■ Exercise material:
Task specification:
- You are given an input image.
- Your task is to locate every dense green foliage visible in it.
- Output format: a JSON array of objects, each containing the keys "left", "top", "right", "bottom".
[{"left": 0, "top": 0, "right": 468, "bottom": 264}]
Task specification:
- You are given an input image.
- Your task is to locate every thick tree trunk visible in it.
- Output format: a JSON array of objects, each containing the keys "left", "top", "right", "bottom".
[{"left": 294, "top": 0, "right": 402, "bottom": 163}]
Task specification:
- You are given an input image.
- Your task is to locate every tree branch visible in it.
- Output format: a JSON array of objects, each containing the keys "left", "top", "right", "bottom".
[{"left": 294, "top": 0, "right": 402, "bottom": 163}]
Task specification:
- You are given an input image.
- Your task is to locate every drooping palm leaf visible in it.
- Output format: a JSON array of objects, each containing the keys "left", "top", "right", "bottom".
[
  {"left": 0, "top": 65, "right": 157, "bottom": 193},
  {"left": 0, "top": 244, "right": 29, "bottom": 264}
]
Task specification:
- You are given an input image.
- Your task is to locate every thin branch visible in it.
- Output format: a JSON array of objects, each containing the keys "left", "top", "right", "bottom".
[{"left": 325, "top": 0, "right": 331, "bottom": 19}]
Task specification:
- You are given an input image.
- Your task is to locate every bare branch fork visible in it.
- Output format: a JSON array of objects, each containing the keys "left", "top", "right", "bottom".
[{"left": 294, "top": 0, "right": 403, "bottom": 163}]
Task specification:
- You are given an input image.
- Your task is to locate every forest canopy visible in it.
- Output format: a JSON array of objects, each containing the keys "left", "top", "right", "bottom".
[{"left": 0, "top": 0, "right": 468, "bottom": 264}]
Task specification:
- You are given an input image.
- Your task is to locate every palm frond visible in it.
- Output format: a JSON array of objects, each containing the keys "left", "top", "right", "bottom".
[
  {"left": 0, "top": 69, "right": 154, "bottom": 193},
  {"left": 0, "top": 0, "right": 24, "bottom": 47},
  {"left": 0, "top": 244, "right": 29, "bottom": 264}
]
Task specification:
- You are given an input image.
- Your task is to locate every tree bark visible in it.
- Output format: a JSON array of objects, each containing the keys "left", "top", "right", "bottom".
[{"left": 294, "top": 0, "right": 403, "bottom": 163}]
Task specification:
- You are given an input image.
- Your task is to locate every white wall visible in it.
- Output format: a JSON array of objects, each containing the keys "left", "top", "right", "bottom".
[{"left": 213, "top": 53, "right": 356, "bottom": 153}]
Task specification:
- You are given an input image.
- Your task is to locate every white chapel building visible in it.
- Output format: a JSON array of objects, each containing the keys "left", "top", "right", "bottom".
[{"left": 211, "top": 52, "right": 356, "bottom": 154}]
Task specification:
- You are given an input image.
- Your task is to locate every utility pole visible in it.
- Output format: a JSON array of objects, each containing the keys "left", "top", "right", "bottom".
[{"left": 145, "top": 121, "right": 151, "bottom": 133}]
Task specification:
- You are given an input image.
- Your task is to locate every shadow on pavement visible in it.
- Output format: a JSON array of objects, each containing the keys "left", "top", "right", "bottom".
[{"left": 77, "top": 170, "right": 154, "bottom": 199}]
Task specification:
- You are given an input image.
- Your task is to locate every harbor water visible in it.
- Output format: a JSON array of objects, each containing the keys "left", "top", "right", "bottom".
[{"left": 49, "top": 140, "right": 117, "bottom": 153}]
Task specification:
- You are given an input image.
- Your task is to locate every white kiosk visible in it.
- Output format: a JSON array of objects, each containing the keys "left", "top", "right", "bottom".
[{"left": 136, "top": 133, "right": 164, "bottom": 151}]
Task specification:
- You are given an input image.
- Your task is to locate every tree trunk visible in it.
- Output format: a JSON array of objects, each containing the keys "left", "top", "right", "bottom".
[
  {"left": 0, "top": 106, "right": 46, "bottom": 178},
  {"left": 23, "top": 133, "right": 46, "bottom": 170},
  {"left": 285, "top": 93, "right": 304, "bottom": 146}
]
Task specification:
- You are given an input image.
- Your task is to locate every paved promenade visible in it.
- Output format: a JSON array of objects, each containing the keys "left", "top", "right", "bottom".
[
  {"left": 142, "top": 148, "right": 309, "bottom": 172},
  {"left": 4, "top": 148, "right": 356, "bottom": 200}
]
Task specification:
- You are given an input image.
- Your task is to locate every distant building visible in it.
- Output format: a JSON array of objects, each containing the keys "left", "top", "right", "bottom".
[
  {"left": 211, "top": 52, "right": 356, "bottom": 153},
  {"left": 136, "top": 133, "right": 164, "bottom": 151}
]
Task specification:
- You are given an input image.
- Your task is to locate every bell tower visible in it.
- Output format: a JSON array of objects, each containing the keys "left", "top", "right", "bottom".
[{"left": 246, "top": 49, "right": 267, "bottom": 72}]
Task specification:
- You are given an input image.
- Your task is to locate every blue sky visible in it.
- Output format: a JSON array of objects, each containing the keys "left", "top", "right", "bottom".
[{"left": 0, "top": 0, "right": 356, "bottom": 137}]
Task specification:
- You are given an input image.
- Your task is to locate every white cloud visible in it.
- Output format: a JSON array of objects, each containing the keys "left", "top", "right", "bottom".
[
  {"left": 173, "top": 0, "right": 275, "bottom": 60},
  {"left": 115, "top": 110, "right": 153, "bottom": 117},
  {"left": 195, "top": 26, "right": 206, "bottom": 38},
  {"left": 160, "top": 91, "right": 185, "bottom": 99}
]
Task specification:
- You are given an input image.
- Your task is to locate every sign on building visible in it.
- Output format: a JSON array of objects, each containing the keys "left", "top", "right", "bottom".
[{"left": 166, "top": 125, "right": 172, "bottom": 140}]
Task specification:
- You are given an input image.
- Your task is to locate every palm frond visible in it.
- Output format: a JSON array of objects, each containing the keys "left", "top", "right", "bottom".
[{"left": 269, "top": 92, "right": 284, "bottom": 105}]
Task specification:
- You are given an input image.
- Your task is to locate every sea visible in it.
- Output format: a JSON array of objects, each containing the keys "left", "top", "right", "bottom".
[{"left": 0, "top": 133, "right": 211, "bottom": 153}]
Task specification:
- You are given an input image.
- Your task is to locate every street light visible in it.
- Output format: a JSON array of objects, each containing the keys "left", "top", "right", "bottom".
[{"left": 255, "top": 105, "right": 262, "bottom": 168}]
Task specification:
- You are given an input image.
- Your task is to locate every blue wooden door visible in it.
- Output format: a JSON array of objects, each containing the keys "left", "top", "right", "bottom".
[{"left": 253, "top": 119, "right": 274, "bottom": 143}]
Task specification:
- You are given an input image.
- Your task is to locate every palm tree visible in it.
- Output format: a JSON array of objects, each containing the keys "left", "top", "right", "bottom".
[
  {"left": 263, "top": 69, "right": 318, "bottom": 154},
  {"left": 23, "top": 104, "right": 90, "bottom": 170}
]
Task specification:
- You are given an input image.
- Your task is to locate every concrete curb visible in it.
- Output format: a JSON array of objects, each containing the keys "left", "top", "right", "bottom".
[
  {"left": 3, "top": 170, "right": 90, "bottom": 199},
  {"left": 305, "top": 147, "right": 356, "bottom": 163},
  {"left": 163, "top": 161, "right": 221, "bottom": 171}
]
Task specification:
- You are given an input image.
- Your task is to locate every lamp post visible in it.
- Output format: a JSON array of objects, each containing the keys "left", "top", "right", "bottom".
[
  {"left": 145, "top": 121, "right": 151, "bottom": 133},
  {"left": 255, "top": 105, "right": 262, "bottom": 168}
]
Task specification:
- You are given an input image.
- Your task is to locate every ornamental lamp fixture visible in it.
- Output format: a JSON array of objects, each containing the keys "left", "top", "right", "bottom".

■ Aim of the exercise: List every line in the records above that contains the word "palm", matching case exactly.

■ The answer:
- Your task is to locate every drooping palm leaf visible in it.
- Your task is to locate every palm frond visible in it.
- Your task is to locate every palm frond visible in it.
- Your task is to locate every palm tree visible in it.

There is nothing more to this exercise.